▶ **WHAT THE EXERCISE ASKS**: Transcribe the records exactly from the line with "ceiling in this photo, one line per instance." to the end, both included.

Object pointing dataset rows
= = = = = = =

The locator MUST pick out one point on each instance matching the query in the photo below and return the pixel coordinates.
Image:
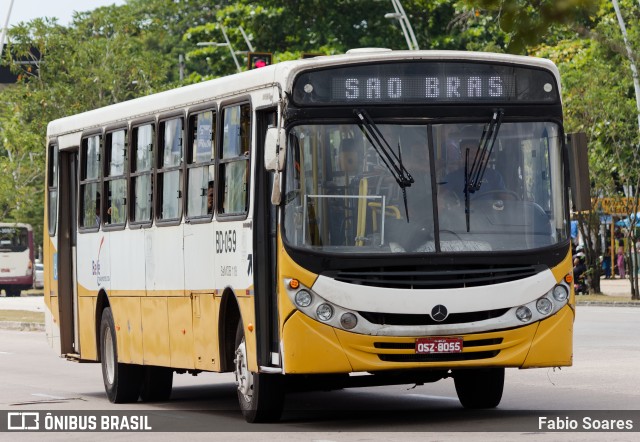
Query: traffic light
(259, 59)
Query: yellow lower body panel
(553, 344)
(313, 347)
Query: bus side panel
(127, 263)
(199, 250)
(205, 332)
(164, 256)
(155, 331)
(180, 332)
(86, 313)
(126, 317)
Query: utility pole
(4, 29)
(405, 24)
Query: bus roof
(23, 225)
(279, 74)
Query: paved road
(605, 376)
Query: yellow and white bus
(379, 217)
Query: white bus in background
(16, 258)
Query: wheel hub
(244, 378)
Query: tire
(121, 381)
(479, 388)
(13, 292)
(261, 395)
(156, 384)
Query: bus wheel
(121, 381)
(13, 292)
(479, 388)
(156, 384)
(261, 395)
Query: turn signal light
(568, 278)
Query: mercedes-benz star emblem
(439, 313)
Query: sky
(25, 10)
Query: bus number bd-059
(226, 241)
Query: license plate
(438, 345)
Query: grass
(21, 316)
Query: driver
(455, 181)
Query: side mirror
(274, 149)
(579, 171)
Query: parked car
(38, 282)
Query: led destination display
(425, 82)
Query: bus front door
(67, 236)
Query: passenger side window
(115, 179)
(141, 174)
(234, 161)
(170, 158)
(201, 169)
(52, 183)
(90, 198)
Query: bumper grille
(425, 319)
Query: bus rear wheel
(121, 381)
(261, 395)
(479, 388)
(13, 291)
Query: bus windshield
(341, 197)
(13, 239)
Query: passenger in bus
(210, 198)
(345, 182)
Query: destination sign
(425, 82)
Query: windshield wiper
(473, 177)
(391, 160)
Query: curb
(21, 326)
(608, 303)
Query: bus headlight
(544, 306)
(324, 312)
(560, 293)
(303, 298)
(348, 321)
(524, 314)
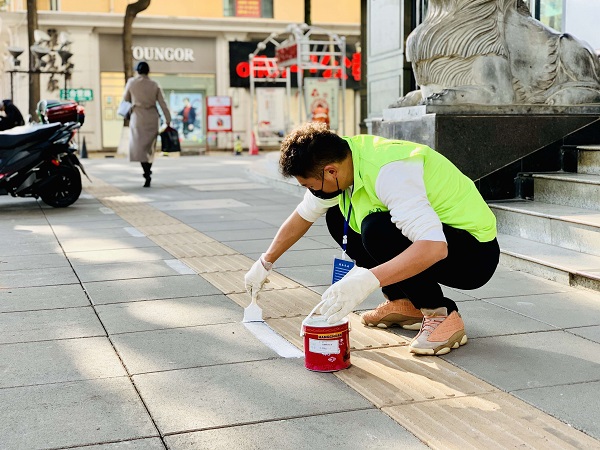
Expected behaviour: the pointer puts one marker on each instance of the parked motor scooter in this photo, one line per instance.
(39, 161)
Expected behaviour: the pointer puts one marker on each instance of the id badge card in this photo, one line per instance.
(341, 266)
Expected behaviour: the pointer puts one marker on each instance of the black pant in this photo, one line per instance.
(469, 264)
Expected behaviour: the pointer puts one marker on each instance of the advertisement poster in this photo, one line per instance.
(218, 113)
(321, 98)
(187, 111)
(271, 114)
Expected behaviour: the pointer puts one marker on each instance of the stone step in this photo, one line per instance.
(570, 189)
(588, 159)
(563, 226)
(548, 261)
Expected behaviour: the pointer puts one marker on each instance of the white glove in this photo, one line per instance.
(345, 295)
(257, 276)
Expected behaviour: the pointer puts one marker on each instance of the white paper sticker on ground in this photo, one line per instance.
(180, 267)
(134, 232)
(274, 341)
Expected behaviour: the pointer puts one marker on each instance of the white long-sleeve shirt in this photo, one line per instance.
(401, 189)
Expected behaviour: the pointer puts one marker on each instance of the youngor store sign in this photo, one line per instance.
(168, 54)
(239, 66)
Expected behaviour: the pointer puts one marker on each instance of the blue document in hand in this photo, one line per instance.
(340, 268)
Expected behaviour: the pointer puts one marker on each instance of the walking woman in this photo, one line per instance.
(143, 93)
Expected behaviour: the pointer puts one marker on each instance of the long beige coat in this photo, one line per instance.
(143, 93)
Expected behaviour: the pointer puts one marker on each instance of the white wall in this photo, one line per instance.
(581, 20)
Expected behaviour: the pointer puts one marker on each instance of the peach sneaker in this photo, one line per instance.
(391, 313)
(440, 332)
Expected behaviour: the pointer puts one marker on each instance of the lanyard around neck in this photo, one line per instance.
(346, 221)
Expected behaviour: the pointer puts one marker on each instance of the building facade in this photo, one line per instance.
(190, 46)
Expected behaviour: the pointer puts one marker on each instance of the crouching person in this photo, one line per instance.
(405, 214)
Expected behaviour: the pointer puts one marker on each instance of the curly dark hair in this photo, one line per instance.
(309, 148)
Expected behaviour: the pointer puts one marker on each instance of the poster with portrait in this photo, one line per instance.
(187, 115)
(218, 113)
(321, 99)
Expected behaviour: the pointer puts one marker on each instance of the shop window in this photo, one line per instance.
(550, 12)
(248, 8)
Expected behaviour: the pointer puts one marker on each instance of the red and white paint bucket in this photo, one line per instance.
(326, 346)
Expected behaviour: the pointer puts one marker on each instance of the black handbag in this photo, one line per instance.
(169, 139)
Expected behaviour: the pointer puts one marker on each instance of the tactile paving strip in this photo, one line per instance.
(223, 263)
(157, 230)
(442, 405)
(488, 421)
(190, 250)
(277, 301)
(181, 239)
(233, 282)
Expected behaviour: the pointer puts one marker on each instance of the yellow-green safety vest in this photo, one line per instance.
(452, 195)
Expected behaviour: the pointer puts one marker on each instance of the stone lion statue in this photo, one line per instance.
(492, 52)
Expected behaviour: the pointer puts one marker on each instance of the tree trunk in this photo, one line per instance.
(133, 9)
(34, 78)
(307, 12)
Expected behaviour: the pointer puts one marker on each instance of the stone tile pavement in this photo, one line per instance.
(120, 328)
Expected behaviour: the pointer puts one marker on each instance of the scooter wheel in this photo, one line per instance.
(64, 190)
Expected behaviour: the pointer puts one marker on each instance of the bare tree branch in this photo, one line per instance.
(133, 9)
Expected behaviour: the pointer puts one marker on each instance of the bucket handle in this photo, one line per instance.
(309, 315)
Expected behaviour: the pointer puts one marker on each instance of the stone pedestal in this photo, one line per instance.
(480, 140)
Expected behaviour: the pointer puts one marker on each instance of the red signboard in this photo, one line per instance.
(218, 113)
(247, 8)
(288, 53)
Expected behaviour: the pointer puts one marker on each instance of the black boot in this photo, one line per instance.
(147, 173)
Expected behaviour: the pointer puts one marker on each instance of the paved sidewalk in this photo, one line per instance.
(120, 328)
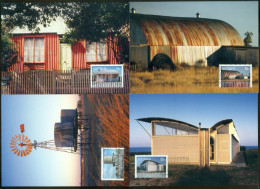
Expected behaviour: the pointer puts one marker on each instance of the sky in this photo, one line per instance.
(42, 167)
(242, 15)
(194, 108)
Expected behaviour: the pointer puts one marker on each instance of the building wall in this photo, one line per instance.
(223, 148)
(151, 166)
(139, 55)
(51, 53)
(180, 149)
(235, 147)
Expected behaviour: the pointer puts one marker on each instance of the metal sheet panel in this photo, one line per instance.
(177, 31)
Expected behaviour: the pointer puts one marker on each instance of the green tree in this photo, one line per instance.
(248, 39)
(99, 20)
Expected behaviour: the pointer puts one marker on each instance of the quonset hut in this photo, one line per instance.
(188, 144)
(193, 41)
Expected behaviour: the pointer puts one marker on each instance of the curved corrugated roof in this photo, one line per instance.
(150, 119)
(178, 31)
(223, 122)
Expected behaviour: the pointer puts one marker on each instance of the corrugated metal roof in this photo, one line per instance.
(150, 119)
(57, 26)
(178, 31)
(223, 122)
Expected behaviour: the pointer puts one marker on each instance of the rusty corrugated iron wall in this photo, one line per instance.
(192, 41)
(51, 53)
(174, 31)
(79, 54)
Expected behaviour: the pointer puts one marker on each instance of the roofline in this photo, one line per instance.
(225, 121)
(165, 119)
(182, 18)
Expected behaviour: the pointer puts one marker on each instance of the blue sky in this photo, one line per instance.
(242, 15)
(194, 108)
(42, 167)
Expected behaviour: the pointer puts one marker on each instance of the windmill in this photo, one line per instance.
(69, 136)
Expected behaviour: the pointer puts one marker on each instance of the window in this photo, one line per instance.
(96, 51)
(34, 49)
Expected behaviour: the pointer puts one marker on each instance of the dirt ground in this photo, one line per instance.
(108, 119)
(192, 175)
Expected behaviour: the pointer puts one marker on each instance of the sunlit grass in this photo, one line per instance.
(185, 80)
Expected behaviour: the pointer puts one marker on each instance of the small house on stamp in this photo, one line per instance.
(180, 40)
(150, 165)
(44, 50)
(188, 144)
(106, 76)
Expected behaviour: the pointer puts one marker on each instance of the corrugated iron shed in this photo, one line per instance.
(178, 31)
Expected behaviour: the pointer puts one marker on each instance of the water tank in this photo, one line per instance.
(64, 134)
(68, 115)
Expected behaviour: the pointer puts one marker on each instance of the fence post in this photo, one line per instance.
(72, 82)
(53, 82)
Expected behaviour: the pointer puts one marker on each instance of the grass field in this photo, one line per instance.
(185, 80)
(192, 175)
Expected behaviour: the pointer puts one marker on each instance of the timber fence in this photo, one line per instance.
(60, 82)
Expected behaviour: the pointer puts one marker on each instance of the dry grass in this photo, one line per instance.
(185, 80)
(109, 115)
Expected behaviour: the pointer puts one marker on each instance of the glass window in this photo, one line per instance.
(96, 51)
(34, 50)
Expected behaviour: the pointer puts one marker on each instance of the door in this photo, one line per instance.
(65, 57)
(204, 148)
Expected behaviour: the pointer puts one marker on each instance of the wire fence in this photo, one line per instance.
(60, 82)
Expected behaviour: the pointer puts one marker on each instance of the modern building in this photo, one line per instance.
(185, 143)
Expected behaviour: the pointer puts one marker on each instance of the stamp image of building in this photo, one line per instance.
(194, 41)
(150, 165)
(106, 76)
(188, 144)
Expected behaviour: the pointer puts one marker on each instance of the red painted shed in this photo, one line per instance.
(43, 50)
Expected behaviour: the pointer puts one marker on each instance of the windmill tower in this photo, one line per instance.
(68, 137)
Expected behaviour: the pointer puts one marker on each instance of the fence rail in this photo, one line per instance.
(58, 82)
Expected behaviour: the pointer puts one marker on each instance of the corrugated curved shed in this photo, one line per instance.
(177, 31)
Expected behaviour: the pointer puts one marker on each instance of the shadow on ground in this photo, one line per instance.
(204, 176)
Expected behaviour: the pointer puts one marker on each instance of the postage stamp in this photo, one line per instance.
(108, 76)
(112, 164)
(151, 166)
(231, 75)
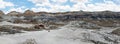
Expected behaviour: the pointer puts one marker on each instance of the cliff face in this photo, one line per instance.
(1, 13)
(100, 18)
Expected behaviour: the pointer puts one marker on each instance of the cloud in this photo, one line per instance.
(61, 6)
(4, 4)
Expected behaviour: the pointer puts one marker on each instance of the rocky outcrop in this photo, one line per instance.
(1, 13)
(116, 32)
(14, 13)
(28, 12)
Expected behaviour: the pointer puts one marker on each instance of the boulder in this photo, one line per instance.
(116, 31)
(14, 13)
(1, 13)
(29, 12)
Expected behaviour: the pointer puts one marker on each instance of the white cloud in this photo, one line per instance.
(4, 4)
(59, 1)
(79, 1)
(79, 5)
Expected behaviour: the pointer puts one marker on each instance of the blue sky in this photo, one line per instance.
(59, 5)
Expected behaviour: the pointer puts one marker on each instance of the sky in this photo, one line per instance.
(59, 5)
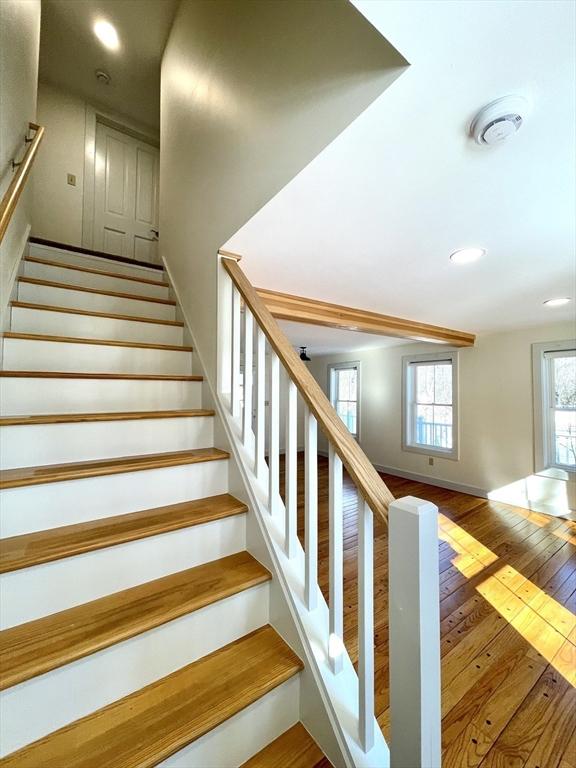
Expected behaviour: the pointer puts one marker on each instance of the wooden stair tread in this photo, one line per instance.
(101, 342)
(89, 375)
(295, 748)
(72, 311)
(39, 646)
(76, 268)
(91, 252)
(153, 723)
(73, 418)
(30, 549)
(54, 473)
(83, 289)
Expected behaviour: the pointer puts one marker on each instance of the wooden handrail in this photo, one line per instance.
(12, 195)
(367, 480)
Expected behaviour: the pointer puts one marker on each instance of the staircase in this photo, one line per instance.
(135, 624)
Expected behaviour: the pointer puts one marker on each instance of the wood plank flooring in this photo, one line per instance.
(507, 605)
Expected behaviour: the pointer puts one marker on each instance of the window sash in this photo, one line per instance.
(334, 389)
(545, 409)
(551, 433)
(437, 436)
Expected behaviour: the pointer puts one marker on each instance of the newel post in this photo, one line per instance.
(414, 626)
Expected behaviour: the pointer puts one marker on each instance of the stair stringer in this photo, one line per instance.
(328, 703)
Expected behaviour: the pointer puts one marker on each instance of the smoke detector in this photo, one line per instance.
(499, 120)
(102, 77)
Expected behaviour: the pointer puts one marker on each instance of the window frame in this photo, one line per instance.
(346, 366)
(408, 401)
(541, 376)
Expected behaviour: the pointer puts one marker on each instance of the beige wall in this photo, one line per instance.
(58, 206)
(19, 46)
(250, 93)
(496, 404)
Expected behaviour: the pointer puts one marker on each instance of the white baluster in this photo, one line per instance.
(336, 573)
(366, 623)
(260, 403)
(291, 471)
(274, 433)
(310, 509)
(248, 341)
(414, 628)
(236, 318)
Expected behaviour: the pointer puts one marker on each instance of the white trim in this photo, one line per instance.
(437, 482)
(342, 367)
(450, 355)
(471, 490)
(542, 465)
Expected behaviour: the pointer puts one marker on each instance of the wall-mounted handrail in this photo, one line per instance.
(22, 170)
(366, 478)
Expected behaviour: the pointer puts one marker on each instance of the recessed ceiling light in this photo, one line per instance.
(467, 255)
(557, 302)
(107, 34)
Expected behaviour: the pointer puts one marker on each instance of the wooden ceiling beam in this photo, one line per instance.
(298, 309)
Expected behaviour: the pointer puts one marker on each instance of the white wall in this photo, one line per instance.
(250, 93)
(496, 419)
(58, 206)
(19, 46)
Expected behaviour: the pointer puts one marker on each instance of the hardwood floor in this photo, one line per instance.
(507, 604)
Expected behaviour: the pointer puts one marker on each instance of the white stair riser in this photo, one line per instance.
(245, 734)
(85, 326)
(31, 593)
(39, 507)
(39, 444)
(37, 707)
(93, 302)
(94, 262)
(93, 280)
(30, 355)
(20, 396)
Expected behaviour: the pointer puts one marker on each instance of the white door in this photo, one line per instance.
(125, 195)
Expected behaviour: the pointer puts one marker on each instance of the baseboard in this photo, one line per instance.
(12, 283)
(470, 490)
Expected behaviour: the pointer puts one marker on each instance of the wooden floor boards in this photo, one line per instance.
(507, 604)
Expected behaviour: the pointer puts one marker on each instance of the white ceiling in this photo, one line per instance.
(332, 341)
(372, 220)
(70, 52)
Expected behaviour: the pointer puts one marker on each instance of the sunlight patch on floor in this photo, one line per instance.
(472, 556)
(542, 621)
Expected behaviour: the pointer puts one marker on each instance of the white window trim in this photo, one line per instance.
(542, 463)
(407, 441)
(339, 366)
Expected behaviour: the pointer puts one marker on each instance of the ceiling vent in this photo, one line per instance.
(102, 77)
(499, 120)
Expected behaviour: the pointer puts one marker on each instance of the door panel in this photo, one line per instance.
(144, 249)
(115, 180)
(145, 187)
(125, 195)
(113, 242)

= = = = = = =

▶ **RESPONSE TO THE TASK**:
Expected behaviour: the pointer puts one marker on each instance of the white ceiling in this photo, one line per instance.
(332, 341)
(372, 220)
(70, 52)
Expected behaviour: the pointer puts one marker on each instance of the sunlight patch on floor in this photo, one line per instance.
(472, 556)
(542, 621)
Expected behaviour: the pointer puts one marker on each instance of the white window trim in this photo, one line per instance.
(542, 463)
(407, 441)
(339, 366)
Expected behaviour: the pointer puts one marker on each instance of the ceiling vent in this photo, one line per instance.
(102, 77)
(499, 120)
Expected behaviour: the pointer puts one marker on each instance of the door panel in this photo, one line per instance.
(144, 249)
(115, 180)
(145, 187)
(125, 195)
(113, 242)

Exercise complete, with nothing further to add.